TASK DIRECTIONS —
Repeat the entries. Each one must match exactly.

[Point-per-instance localization data]
========

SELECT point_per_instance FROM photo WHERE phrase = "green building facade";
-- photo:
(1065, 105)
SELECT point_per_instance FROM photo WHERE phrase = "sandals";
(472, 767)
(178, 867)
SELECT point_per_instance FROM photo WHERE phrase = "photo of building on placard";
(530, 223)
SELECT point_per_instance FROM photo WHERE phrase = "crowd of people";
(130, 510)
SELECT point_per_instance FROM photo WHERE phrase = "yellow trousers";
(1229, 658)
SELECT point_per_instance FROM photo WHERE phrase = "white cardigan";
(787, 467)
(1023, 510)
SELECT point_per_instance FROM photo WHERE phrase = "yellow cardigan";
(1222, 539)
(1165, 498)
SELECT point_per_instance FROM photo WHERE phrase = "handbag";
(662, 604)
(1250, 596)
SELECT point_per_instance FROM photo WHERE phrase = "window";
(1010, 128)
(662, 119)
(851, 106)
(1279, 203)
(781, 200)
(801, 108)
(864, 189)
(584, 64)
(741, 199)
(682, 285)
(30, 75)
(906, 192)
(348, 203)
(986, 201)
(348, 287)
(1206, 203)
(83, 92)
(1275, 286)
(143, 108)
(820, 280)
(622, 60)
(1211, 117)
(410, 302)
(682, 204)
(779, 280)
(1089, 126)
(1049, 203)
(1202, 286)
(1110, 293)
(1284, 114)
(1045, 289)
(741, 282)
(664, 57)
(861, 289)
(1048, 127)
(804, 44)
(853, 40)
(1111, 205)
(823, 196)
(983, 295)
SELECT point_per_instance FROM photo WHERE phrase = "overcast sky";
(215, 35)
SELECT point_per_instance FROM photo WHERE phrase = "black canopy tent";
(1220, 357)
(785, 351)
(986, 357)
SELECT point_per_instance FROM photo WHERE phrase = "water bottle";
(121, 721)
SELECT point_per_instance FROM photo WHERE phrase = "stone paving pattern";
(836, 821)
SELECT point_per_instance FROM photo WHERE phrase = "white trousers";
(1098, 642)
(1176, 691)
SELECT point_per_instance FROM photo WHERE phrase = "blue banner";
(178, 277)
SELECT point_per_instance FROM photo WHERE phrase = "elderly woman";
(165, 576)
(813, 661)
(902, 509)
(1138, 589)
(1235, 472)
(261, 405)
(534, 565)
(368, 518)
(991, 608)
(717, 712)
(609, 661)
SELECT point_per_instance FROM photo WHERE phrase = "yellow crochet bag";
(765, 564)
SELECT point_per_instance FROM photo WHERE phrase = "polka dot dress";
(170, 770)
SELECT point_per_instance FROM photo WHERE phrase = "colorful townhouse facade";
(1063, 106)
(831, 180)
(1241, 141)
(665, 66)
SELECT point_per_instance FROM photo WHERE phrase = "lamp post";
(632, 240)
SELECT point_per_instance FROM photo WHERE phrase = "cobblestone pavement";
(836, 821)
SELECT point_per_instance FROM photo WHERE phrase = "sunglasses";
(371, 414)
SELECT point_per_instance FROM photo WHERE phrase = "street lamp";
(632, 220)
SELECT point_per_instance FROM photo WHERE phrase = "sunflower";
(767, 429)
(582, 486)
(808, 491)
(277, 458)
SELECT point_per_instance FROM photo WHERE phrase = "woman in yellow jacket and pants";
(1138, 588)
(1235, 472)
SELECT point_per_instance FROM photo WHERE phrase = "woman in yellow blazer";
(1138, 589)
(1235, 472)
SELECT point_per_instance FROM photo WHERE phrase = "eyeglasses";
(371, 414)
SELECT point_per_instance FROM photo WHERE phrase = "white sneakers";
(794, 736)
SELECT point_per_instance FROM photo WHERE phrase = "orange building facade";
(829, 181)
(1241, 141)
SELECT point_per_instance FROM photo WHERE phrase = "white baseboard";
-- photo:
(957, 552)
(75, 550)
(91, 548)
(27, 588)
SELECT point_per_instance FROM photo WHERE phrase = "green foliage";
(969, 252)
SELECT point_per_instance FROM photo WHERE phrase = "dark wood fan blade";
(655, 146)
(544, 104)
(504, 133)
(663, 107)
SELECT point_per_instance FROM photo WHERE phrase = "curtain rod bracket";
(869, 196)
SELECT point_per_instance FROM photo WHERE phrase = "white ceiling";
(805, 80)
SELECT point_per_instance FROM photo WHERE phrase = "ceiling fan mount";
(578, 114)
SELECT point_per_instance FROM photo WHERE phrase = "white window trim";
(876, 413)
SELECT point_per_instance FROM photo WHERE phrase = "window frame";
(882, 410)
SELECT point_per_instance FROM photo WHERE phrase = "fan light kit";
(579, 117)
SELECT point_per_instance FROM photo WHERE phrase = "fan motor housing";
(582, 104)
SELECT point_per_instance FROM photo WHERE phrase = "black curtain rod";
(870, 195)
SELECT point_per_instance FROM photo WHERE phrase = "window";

========

SOLUTION BELOW —
SELECT point_per_instance FROM photo WHERE phrase = "green building facade";
-- photo:
(1065, 105)
SELECT point_per_instance FROM photo WHERE phrase = "sandals";
(472, 767)
(178, 867)
SELECT point_per_instance FROM photo WHERE phrase = "photo of building on placard";
(530, 223)
SELECT point_per_instance FROM photo WHERE phrase = "crowd of people";
(130, 510)
SELECT point_per_instance FROM photo WHERE phrase = "yellow trousers";
(1229, 658)
SELECT point_per_instance FROM photo WHERE phrase = "white cardigan";
(787, 467)
(1023, 510)
SELECT point_per_instance FROM photo WHERE phrase = "yellow cardigan";
(1222, 539)
(1165, 498)
SELECT point_per_instance FROM photo WHERE phrase = "handbag";
(662, 604)
(1250, 596)
SELECT point_per_instance FROM photo WHERE phrase = "window";
(1010, 128)
(662, 119)
(851, 106)
(1279, 203)
(781, 200)
(801, 108)
(864, 189)
(584, 64)
(741, 199)
(682, 285)
(30, 75)
(906, 192)
(348, 203)
(986, 201)
(348, 287)
(1206, 203)
(83, 92)
(1275, 286)
(143, 108)
(820, 280)
(622, 60)
(1211, 117)
(410, 302)
(682, 204)
(779, 280)
(1089, 126)
(1049, 203)
(1202, 286)
(1110, 293)
(1284, 114)
(1045, 289)
(741, 282)
(664, 57)
(861, 289)
(1048, 127)
(804, 44)
(853, 40)
(1111, 205)
(823, 196)
(983, 295)
SELECT point_per_instance FROM photo WHERE phrase = "overcast sky";
(215, 35)
SELECT point_per_instance FROM photo WHERE phrase = "black canopy tent";
(1220, 357)
(785, 351)
(986, 357)
SELECT point_per_instance FROM photo WHERE phrase = "water bottle";
(121, 721)
SELECT point_per_instance FROM photo WHERE phrase = "stone paving pattern";
(836, 821)
SELECT point_per_instance FROM photo WHERE phrase = "white trousers";
(1098, 642)
(1176, 691)
SELECT point_per_instance FROM photo WHERE phrase = "blue banner";
(178, 277)
SELECT point_per_instance FROM photo WHERE phrase = "elderly woman";
(165, 576)
(813, 661)
(902, 509)
(1138, 589)
(1235, 472)
(261, 405)
(534, 565)
(368, 518)
(991, 608)
(717, 712)
(609, 661)
SELECT point_per_instance FROM photo WHERE phrase = "yellow crochet bag";
(765, 564)
SELECT point_per_instance FROM photo WHERE phrase = "polka dot dress";
(170, 770)
SELECT point_per_instance FROM photo WHERE phrase = "colorful townhouse facade";
(1063, 106)
(831, 180)
(1241, 141)
(665, 66)
SELECT point_per_instance FROM photo WHERE phrase = "lamp post";
(632, 240)
SELECT point_per_instance FROM photo WHERE phrase = "cobblestone pavement";
(836, 821)
SELECT point_per_instance FROM photo WHERE phrase = "sunglasses";
(371, 414)
SELECT point_per_instance FROM photo WHERE phrase = "street lamp";
(632, 220)
SELECT point_per_instance FROM photo WHERE phrase = "sunflower";
(767, 429)
(582, 486)
(808, 491)
(277, 458)
SELECT point_per_instance FROM photo WHERE phrase = "woman in yellow jacket and pants";
(1138, 588)
(1235, 472)
SELECT point_per_instance FROM photo WHERE phrase = "woman in yellow blazer";
(1138, 589)
(1235, 472)
SELECT point_per_instance FROM photo WHERE phrase = "eyeglasses";
(371, 414)
SELECT point_per_instance FROM photo WHERE phrase = "white sneakers";
(794, 736)
SELECT point_per_instance FROM photo WHERE phrase = "orange building facade";
(829, 181)
(1241, 141)
SELECT point_per_instance FROM photo WHERE phrase = "white baseboard";
-- photo:
(957, 552)
(75, 550)
(91, 548)
(27, 588)
SELECT point_per_instance FROM photo WHERE phrase = "green foliage";
(969, 252)
SELECT point_per_instance FROM photo WHERE phrase = "dark wood fan blade";
(655, 146)
(544, 104)
(504, 133)
(663, 107)
SELECT point_per_instance FROM photo WHERE phrase = "curtain rod bracket";
(869, 196)
SELECT point_per_instance FROM photo WHERE phrase = "white ceiling";
(805, 80)
SELECT point_per_instance FROM photo WHERE phrase = "ceiling fan mount";
(578, 114)
SELECT point_per_instance FROM photo WHERE phrase = "white window trim";
(876, 413)
SELECT point_per_instance FROM photo WHERE phrase = "window frame";
(882, 410)
SELECT point_per_instance FROM photo WHERE phrase = "fan light kit";
(579, 117)
SELECT point_per_instance FROM photo WHERE phrase = "fan motor housing";
(582, 104)
SELECT point_per_instance FROM photo WHERE phrase = "black curtain rod";
(870, 195)
SELECT point_per_instance FROM photo WHERE phrase = "window";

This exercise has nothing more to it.